» **Directions for this task**:
Exercise in exact copying. Transcribe every entry that follows, word for word.

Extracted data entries
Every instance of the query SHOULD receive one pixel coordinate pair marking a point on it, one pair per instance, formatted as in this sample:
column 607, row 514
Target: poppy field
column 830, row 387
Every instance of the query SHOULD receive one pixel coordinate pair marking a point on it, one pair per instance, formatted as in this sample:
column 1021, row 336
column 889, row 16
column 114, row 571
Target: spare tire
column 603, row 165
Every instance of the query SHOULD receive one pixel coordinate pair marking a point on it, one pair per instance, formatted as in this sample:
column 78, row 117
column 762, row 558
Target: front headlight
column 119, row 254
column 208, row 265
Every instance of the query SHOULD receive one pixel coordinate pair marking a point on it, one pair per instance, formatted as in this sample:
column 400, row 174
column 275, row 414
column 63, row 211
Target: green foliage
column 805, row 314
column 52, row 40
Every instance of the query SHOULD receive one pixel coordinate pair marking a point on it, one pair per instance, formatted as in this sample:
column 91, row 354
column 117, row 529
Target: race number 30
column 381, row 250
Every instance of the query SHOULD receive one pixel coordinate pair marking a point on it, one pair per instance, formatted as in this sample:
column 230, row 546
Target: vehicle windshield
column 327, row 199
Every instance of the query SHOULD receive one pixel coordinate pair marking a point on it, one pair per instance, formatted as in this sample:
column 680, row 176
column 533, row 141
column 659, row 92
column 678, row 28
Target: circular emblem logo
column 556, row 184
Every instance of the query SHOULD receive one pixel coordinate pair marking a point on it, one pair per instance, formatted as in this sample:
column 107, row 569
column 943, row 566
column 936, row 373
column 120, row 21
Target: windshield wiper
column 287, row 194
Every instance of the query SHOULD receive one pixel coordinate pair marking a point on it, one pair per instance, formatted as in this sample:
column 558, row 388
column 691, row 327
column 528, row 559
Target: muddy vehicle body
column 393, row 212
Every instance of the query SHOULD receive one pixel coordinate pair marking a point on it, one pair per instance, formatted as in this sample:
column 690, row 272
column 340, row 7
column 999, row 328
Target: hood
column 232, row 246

» **Task solution**:
Every instance of the query SHOULD receive one pixel coordinate pair marking a point on it, one pair per instance, formatted as in this sample:
column 607, row 514
Target: poppy field
column 830, row 387
Every instance of the query SHOULD receive one pixel coordinate pair marking a point on it, one pair per instance, formatted as in this sample:
column 1021, row 336
column 889, row 16
column 114, row 571
Target: spare tire
column 603, row 165
Every instance of the query SHOULD receive one pixel coordinate pair marking a point on it, one pair per instance, formatted as in this sample:
column 78, row 117
column 762, row 558
Target: front headlight
column 119, row 254
column 208, row 265
Every instance of the query SHOULD receive one pixel coordinate pair marking a point on it, one pair per instance, formatted as in this sample:
column 400, row 174
column 275, row 414
column 63, row 211
Target: green foliage
column 805, row 314
column 52, row 40
Every instance of the query SHOULD receive one pixel coordinate pair marking a point on it, one pair per instance, formatted as in this sample:
column 91, row 354
column 117, row 529
Target: race number 30
column 381, row 250
Every instance of the query SHOULD receive one pixel coordinate pair marking a point on it, one pair per instance, formatted as in this sample:
column 230, row 546
Target: vehicle windshield
column 327, row 199
Every instance of the query SHOULD receive one pixel coordinate pair marking a point on it, one pair per instance, formatted as in this sample:
column 680, row 176
column 533, row 141
column 659, row 92
column 678, row 28
Target: circular emblem logo
column 556, row 184
Every instance of the query SHOULD receive one pixel coordinate pair marking a point on it, one pair per instance, formatted as in this sample:
column 107, row 569
column 943, row 566
column 936, row 373
column 120, row 21
Target: windshield wiper
column 287, row 194
Every instance of the query SHOULD receive one pixel coordinate pair marking a point on it, one pair per instance, formatted as in this sample:
column 558, row 388
column 691, row 327
column 528, row 559
Target: muddy vehicle body
column 393, row 212
Every instance of the query SHOULD receive one pixel coordinate pair marking a point on it, one pair per instance, formatted as in this sample:
column 690, row 272
column 340, row 7
column 999, row 328
Target: hood
column 232, row 246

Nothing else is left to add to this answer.